[Data extracted from a collection]
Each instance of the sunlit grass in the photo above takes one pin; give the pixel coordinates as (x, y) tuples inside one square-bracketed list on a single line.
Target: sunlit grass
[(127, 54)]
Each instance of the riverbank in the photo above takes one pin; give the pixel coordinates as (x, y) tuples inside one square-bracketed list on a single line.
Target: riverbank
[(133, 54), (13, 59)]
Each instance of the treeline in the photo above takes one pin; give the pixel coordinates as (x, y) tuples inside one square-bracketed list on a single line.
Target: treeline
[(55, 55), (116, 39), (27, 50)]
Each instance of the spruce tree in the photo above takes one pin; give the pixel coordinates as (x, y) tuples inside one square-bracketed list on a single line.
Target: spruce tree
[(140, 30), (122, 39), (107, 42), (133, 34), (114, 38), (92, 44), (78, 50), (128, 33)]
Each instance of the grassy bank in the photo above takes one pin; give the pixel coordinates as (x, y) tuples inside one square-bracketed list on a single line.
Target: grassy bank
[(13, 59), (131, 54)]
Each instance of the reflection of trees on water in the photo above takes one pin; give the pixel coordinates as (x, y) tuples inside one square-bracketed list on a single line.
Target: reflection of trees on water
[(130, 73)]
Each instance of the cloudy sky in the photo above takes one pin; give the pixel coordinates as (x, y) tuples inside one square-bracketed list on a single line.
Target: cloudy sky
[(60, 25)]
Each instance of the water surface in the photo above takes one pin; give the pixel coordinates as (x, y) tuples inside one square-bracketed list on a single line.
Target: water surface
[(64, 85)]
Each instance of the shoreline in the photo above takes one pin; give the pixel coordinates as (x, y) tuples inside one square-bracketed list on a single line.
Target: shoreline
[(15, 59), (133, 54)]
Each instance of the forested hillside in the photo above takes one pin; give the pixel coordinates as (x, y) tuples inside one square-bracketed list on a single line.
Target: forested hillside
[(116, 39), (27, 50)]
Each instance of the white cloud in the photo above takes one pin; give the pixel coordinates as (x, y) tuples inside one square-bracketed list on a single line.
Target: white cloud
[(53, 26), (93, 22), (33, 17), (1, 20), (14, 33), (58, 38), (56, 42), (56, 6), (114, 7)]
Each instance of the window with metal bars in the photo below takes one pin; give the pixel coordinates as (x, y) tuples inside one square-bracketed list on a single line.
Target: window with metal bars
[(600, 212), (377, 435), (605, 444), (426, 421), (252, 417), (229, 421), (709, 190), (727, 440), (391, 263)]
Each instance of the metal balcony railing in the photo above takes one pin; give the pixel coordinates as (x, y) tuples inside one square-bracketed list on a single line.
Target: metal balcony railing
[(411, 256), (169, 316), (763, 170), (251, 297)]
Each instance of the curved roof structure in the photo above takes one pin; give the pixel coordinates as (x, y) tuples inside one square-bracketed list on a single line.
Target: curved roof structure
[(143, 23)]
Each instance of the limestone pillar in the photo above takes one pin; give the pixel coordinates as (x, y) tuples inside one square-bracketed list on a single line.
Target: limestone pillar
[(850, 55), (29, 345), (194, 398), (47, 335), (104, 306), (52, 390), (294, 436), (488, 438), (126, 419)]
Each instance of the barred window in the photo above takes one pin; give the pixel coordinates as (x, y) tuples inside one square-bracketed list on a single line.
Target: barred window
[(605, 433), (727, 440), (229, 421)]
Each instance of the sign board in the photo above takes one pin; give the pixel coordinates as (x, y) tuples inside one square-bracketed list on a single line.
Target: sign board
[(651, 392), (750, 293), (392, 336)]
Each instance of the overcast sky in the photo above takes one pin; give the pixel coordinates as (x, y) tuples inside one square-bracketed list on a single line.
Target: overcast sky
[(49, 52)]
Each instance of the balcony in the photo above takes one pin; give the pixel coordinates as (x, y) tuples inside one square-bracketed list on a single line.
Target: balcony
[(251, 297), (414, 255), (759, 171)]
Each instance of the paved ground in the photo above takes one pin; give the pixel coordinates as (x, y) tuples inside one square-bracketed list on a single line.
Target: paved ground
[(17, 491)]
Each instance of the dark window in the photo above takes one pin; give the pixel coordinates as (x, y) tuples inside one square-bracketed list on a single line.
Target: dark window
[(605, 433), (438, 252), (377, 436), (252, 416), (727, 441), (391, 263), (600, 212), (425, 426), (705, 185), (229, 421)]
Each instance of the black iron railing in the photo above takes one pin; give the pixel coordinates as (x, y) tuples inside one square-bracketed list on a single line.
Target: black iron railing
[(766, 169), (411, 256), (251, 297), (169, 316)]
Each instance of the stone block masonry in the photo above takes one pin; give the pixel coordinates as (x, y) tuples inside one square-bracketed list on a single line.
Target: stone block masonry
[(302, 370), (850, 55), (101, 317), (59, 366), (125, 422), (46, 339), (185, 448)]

Problem ::
Please print all the data again exactly as given.

Output below ::
Each instance of the sunlit grass in the photo above takes one pin; give the pixel coordinates as (x, y) tuples inside one square-bracketed list on a single line.
Target: sunlit grass
[(127, 54)]
Each instance of the riverbank in the photo above takes one pin; give the pixel coordinates as (x, y) tuples inside one square-bracketed list on a single line.
Target: riverbank
[(133, 54), (13, 59)]
Each instance of the treeline in the photo above takes one pin; give the pixel coordinates as (x, y) tuples inside one square-bracketed list on a single line.
Target: treeline
[(55, 55), (116, 39), (27, 50)]
Each instance of the spruce tree in the photo above takes one pin; give the pixel coordinates as (x, y) tuples inside one square-bracketed list on a single line.
Target: spruce tree
[(140, 30), (122, 39), (107, 42), (133, 34), (114, 38), (92, 44), (78, 50), (128, 33)]
Each instance of the grassy bank in the photo above takes one pin; give the pixel coordinates as (x, y) tuples inside one square-bracketed list on a single line.
Target: grassy bank
[(13, 59), (131, 54)]
Each instance of the reflection of trees on water in the photo above takes one pin; give the pixel coordinates as (x, y) tuples inside one square-bracketed list on a single line.
Target: reflection of trees on water
[(130, 73)]
Each instance of the cloudy sky in the photo above takes one pin; give the pixel coordinates as (x, y) tuples inside one square-bracketed list on a single line.
Target: cloudy sky
[(60, 25)]
Each instance of the water surface in the photo above takes one pin; give the pixel coordinates as (x, y) tuples inside one square-bracketed list on a single line.
Target: water surface
[(64, 85)]
Each instance of the shoreline in the photo above takes one pin; give the pixel coordinates as (x, y) tuples inside one square-bracketed list on a single line.
Target: shoreline
[(15, 59), (133, 54)]
Each instance of the forested hillside in the photo above takes one pin; give the pixel coordinates as (x, y) tuples inside one square-bracketed list on a single line.
Target: forested hillside
[(116, 39), (27, 50)]
Each instance of the white cloud in the photo above takes one pin; give the pixel coordinates as (x, y) tuples inside one square-bracketed list on a single line.
Target: white cloud
[(53, 26), (93, 22), (33, 17), (1, 20), (14, 33), (58, 38), (56, 42), (56, 6), (114, 7)]
Each instance of the window with metal bars in the photo below takes one pin; give the pixel coordinates as (x, y) tuples inside one square-bracketed list on a single line.
Target: window with metal bars
[(600, 212), (377, 435), (605, 444), (426, 421), (252, 417), (229, 421), (709, 190), (727, 440), (391, 263)]
Each instance of the metal balcony railing in the photo above takes one pin; give the pixel coordinates as (x, y) tuples inside one square-bracketed list on a single line.
Target: metal balcony railing
[(411, 256), (169, 316), (763, 170), (251, 297)]
Each instance of the curved roof structure in the photo above takes one pin; give the pixel coordinates as (x, y) tuples inside one square-bracketed list on a single line.
Target: curved roof structure
[(143, 23)]
Each instance of the limestone pillar in the photo above takes one pin; give the pixel coordinates as (x, y) tuples inside one square-bracketed list on a single line.
Target: limestone pillar
[(850, 55), (29, 345), (194, 398), (47, 335), (104, 306), (52, 390), (294, 436), (488, 438), (126, 419)]
Each instance of the barred window in the photo above takes one pin; give the pixel coordinates as (x, y) tuples inside one square-bracketed list on a single line.
Target: barred window
[(605, 433), (727, 440), (229, 421)]
Each instance of the sign board in the photo above takes one pin; give the pixel coordinates as (x, y) tuples inside one square-bracketed list on a single line.
Target: sign board
[(651, 392), (750, 293), (392, 336)]
Each instance of the overcast sky in the photo above takes one pin; give the pixel coordinates as (x, y) tuples inside one square-bracketed list on a single line.
Target: overcast sky
[(49, 52)]
Each instance of the balcony in the photo above takes one pin; give the pixel coordinates as (x, y) tuples inside one square-bracketed list on a single line.
Target: balcony
[(251, 297), (414, 255), (759, 171)]
Each instance of the paved ground in the photo above takes one pin; give the pixel coordinates as (x, y) tuples inside one square-bracketed list on a single line.
Target: paved ground
[(17, 491)]
Each instance of the dark window in the photo above takes one pin; give the pixel coordinates as (x, y) tuples inside one square-bracketed list on a single line.
Target: dark window
[(605, 433), (438, 252), (377, 436), (252, 416), (727, 441), (391, 263), (600, 212), (425, 426), (705, 185), (229, 421)]
Each instance of the black iron railing in the photo above takes one pin; give the pixel coordinates as (x, y) tuples inside one square-bracketed list on a single line.
Target: black iron railing
[(766, 169), (411, 256), (251, 297), (169, 316)]
Each instance of the stone block masonry in the photo above takes one pin; give the pixel coordinates as (x, y) tuples inside one square-bracketed list on a single line.
Target: stone block masonry
[(302, 370), (850, 55), (101, 317), (59, 366), (125, 422), (46, 339), (185, 448)]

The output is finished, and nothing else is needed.